> [Entries supplied]
____________________

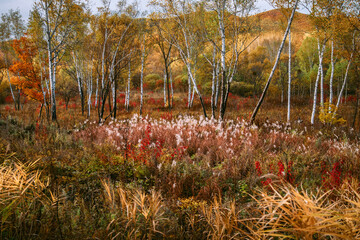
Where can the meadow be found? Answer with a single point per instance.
(177, 175)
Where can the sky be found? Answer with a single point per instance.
(26, 5)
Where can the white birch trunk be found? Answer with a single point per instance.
(343, 87)
(12, 93)
(128, 88)
(321, 51)
(96, 91)
(172, 88)
(331, 95)
(252, 119)
(289, 81)
(165, 77)
(189, 91)
(142, 77)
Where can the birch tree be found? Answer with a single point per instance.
(11, 27)
(253, 116)
(59, 19)
(233, 32)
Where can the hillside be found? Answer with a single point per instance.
(273, 24)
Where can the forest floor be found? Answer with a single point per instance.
(177, 175)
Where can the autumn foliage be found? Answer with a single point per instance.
(26, 72)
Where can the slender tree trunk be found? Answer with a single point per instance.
(12, 93)
(213, 84)
(289, 81)
(223, 64)
(128, 88)
(252, 119)
(97, 91)
(189, 91)
(217, 86)
(89, 91)
(331, 76)
(356, 107)
(343, 86)
(321, 86)
(172, 88)
(196, 89)
(114, 97)
(142, 77)
(321, 55)
(167, 75)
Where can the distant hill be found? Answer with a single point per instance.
(273, 24)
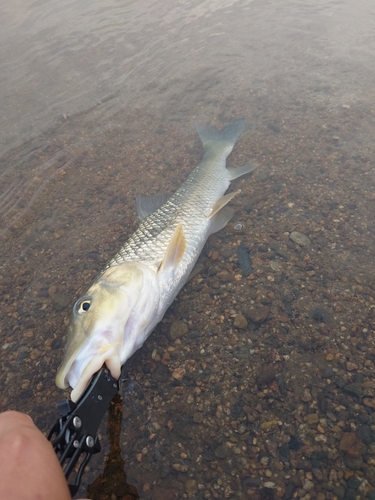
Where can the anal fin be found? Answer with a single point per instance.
(235, 173)
(175, 250)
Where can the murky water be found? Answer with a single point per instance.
(98, 102)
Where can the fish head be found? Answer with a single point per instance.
(108, 324)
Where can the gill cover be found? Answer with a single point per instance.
(107, 324)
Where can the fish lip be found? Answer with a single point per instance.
(110, 358)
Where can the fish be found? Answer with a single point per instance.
(130, 296)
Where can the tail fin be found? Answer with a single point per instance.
(210, 135)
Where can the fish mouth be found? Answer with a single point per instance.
(79, 376)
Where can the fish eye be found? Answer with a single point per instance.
(83, 305)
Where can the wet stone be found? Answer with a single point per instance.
(222, 452)
(312, 418)
(300, 238)
(354, 389)
(240, 322)
(328, 372)
(178, 330)
(250, 482)
(60, 301)
(365, 432)
(198, 417)
(266, 377)
(350, 494)
(289, 491)
(353, 483)
(294, 443)
(259, 314)
(353, 463)
(320, 315)
(339, 491)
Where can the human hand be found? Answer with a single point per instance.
(29, 468)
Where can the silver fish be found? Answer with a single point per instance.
(130, 296)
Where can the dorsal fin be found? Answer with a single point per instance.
(175, 250)
(146, 205)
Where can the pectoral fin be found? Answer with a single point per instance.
(175, 250)
(221, 219)
(235, 173)
(221, 202)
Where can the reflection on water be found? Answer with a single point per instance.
(98, 103)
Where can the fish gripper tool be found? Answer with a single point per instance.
(74, 436)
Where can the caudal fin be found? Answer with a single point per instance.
(210, 135)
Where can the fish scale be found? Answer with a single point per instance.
(130, 296)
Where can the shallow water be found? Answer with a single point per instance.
(98, 104)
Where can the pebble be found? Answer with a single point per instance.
(355, 389)
(370, 402)
(222, 452)
(350, 443)
(320, 314)
(244, 260)
(300, 238)
(177, 330)
(240, 322)
(159, 493)
(259, 314)
(312, 418)
(306, 396)
(198, 417)
(178, 373)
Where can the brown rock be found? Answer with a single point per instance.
(312, 418)
(258, 314)
(198, 417)
(178, 373)
(159, 493)
(370, 402)
(178, 330)
(240, 321)
(351, 443)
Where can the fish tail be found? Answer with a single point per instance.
(211, 136)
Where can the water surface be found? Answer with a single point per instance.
(98, 102)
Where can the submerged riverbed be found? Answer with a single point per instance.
(258, 386)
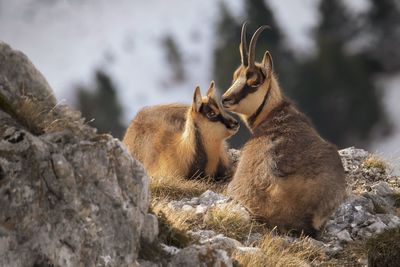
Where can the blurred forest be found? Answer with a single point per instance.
(335, 85)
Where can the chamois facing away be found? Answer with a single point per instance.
(178, 140)
(288, 175)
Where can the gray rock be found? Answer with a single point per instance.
(209, 198)
(201, 209)
(69, 197)
(150, 229)
(344, 236)
(201, 256)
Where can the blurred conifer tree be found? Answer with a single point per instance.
(335, 87)
(101, 104)
(227, 57)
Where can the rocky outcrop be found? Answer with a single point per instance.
(72, 197)
(69, 197)
(370, 208)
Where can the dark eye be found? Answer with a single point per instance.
(211, 114)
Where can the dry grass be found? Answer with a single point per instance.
(227, 219)
(374, 161)
(276, 251)
(177, 188)
(231, 221)
(173, 224)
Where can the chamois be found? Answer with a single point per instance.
(287, 175)
(183, 140)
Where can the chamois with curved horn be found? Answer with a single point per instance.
(287, 174)
(178, 140)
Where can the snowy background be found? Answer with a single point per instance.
(68, 40)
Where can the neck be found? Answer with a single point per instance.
(272, 98)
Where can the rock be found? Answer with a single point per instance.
(377, 227)
(201, 209)
(187, 208)
(150, 231)
(344, 235)
(201, 256)
(209, 198)
(69, 197)
(24, 92)
(170, 250)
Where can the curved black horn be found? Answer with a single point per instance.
(243, 45)
(253, 42)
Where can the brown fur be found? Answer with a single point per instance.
(179, 140)
(287, 175)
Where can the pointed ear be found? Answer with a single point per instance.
(197, 101)
(211, 89)
(267, 64)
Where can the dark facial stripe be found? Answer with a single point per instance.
(247, 89)
(254, 116)
(198, 166)
(218, 118)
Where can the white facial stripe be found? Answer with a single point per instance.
(236, 86)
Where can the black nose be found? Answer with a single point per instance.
(227, 101)
(234, 124)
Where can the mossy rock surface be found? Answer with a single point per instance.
(384, 249)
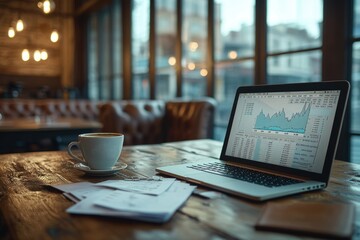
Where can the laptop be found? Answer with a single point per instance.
(280, 140)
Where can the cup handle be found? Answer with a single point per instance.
(76, 158)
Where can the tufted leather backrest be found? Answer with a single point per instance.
(84, 109)
(57, 108)
(189, 119)
(156, 121)
(13, 109)
(141, 121)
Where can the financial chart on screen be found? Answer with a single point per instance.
(289, 129)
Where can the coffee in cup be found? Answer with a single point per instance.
(100, 151)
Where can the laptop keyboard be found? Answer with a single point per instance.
(245, 174)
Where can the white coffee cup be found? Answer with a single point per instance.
(100, 151)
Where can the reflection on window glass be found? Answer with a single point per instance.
(117, 50)
(355, 149)
(104, 53)
(194, 42)
(229, 76)
(93, 73)
(165, 31)
(140, 49)
(294, 25)
(357, 18)
(355, 89)
(291, 68)
(234, 29)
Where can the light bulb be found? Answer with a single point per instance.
(54, 37)
(172, 61)
(11, 32)
(19, 25)
(44, 55)
(47, 6)
(25, 55)
(191, 66)
(203, 72)
(232, 54)
(193, 46)
(37, 55)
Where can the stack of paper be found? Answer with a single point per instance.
(154, 201)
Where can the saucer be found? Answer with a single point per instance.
(100, 173)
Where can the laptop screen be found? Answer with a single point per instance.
(289, 129)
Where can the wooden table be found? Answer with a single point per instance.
(30, 209)
(27, 134)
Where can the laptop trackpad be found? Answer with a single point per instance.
(222, 182)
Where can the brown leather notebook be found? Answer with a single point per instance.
(331, 220)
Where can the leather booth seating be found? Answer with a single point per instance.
(141, 121)
(54, 108)
(156, 121)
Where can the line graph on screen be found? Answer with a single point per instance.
(279, 121)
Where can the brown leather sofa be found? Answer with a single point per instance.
(156, 121)
(55, 108)
(142, 121)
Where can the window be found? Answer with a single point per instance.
(234, 49)
(194, 44)
(140, 49)
(294, 41)
(165, 49)
(355, 92)
(104, 53)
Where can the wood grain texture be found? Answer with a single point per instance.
(30, 209)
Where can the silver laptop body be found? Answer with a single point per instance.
(286, 130)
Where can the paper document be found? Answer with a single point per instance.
(141, 186)
(154, 201)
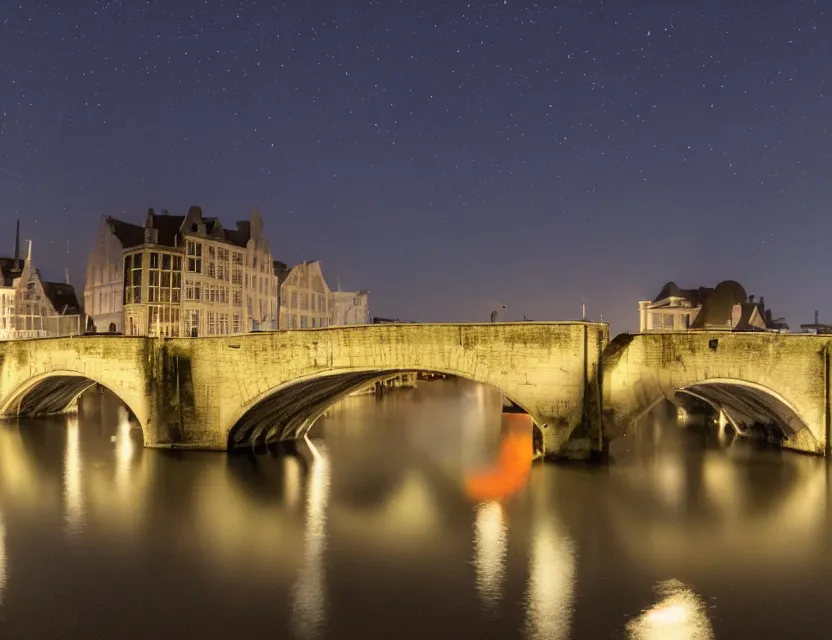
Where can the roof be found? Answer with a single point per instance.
(696, 297)
(9, 270)
(718, 307)
(62, 296)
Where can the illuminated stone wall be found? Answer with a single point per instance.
(272, 386)
(750, 376)
(41, 377)
(209, 393)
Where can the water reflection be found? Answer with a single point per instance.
(124, 454)
(491, 544)
(309, 591)
(374, 534)
(681, 614)
(2, 559)
(551, 587)
(73, 482)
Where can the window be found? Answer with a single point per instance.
(194, 256)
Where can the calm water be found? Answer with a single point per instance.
(416, 516)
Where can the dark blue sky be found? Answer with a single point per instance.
(444, 155)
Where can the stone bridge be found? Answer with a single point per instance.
(581, 390)
(231, 391)
(755, 378)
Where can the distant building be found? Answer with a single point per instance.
(351, 307)
(31, 307)
(182, 276)
(306, 301)
(816, 327)
(104, 284)
(725, 307)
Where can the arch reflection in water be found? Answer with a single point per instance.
(73, 480)
(490, 544)
(551, 589)
(124, 452)
(681, 614)
(309, 597)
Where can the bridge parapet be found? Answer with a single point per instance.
(753, 377)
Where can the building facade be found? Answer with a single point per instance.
(104, 285)
(306, 301)
(185, 276)
(31, 307)
(350, 307)
(724, 307)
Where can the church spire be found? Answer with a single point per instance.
(17, 242)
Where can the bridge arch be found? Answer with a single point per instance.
(56, 392)
(745, 403)
(289, 410)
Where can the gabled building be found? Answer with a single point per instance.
(725, 307)
(306, 301)
(182, 275)
(31, 307)
(351, 307)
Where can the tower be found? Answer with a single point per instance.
(17, 244)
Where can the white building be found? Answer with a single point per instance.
(184, 276)
(104, 285)
(351, 307)
(725, 307)
(306, 301)
(31, 307)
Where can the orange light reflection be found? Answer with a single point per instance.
(514, 462)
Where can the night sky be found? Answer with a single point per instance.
(447, 156)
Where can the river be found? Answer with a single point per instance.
(415, 515)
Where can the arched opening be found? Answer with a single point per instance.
(288, 412)
(58, 393)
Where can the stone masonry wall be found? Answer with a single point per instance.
(122, 365)
(639, 370)
(540, 366)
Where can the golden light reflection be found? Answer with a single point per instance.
(291, 473)
(123, 453)
(681, 614)
(73, 480)
(2, 559)
(490, 546)
(309, 597)
(551, 589)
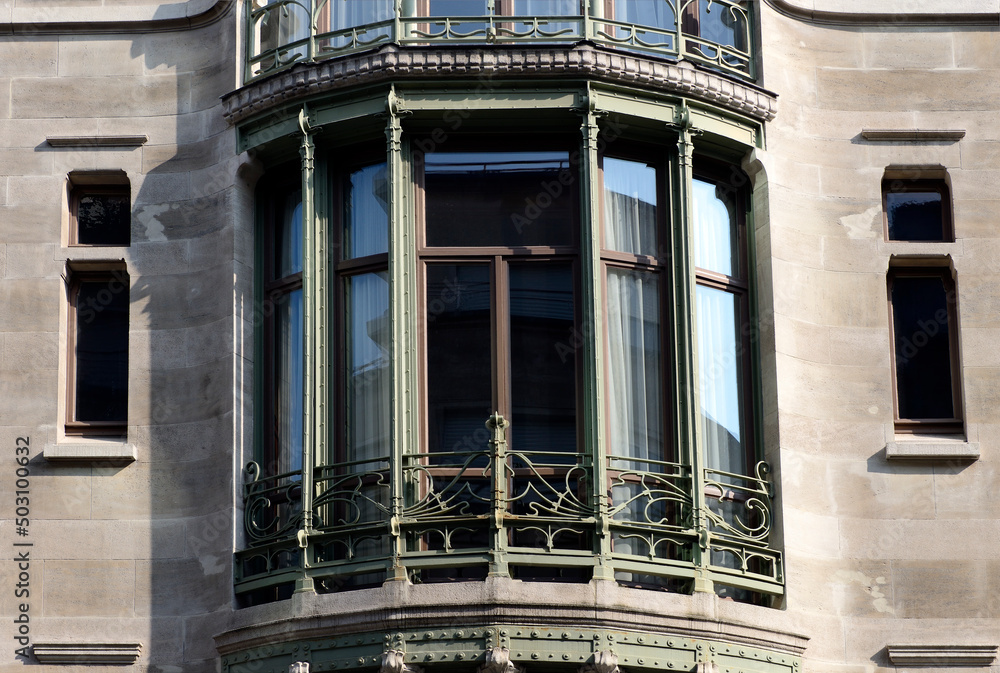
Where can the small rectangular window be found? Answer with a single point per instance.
(927, 393)
(98, 353)
(100, 205)
(917, 210)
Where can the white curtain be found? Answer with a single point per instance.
(367, 218)
(629, 206)
(368, 357)
(635, 377)
(720, 378)
(714, 230)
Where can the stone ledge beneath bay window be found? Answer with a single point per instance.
(932, 450)
(942, 655)
(86, 653)
(90, 452)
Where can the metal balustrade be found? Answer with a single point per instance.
(504, 512)
(715, 33)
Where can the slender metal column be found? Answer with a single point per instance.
(686, 344)
(592, 337)
(307, 151)
(497, 426)
(402, 309)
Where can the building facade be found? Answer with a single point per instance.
(500, 335)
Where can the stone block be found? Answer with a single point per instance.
(98, 588)
(85, 55)
(181, 587)
(908, 49)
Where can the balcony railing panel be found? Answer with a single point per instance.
(716, 33)
(532, 514)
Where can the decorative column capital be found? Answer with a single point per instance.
(605, 661)
(498, 661)
(393, 662)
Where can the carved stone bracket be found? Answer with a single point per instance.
(605, 661)
(498, 661)
(393, 662)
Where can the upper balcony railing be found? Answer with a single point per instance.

____________________

> [Instructions for the task]
Can you arrange the lines from the one containing "Where can the balcony" through the end of the records as a Markdown table with columns headed Row and Line, numbering each row and leaving out any blank lines?

> [Exercise answer]
| Row | Line |
|---|---|
| 1 | Where can the balcony railing panel be found? Answer with a single point per instance. |
| 2 | (716, 33) |
| 3 | (532, 514) |
| 4 | Where can the decorative column capital be found? Answer with a single point per instance. |
| 5 | (605, 661) |
| 6 | (498, 661) |
| 7 | (393, 662) |
| 8 | Where can the carved stone bracket be found? Answer with a single point per instance. |
| 9 | (605, 661) |
| 10 | (498, 661) |
| 11 | (393, 662) |
| 12 | Where can the upper balcony railing be found? Answer with a single point per instance. |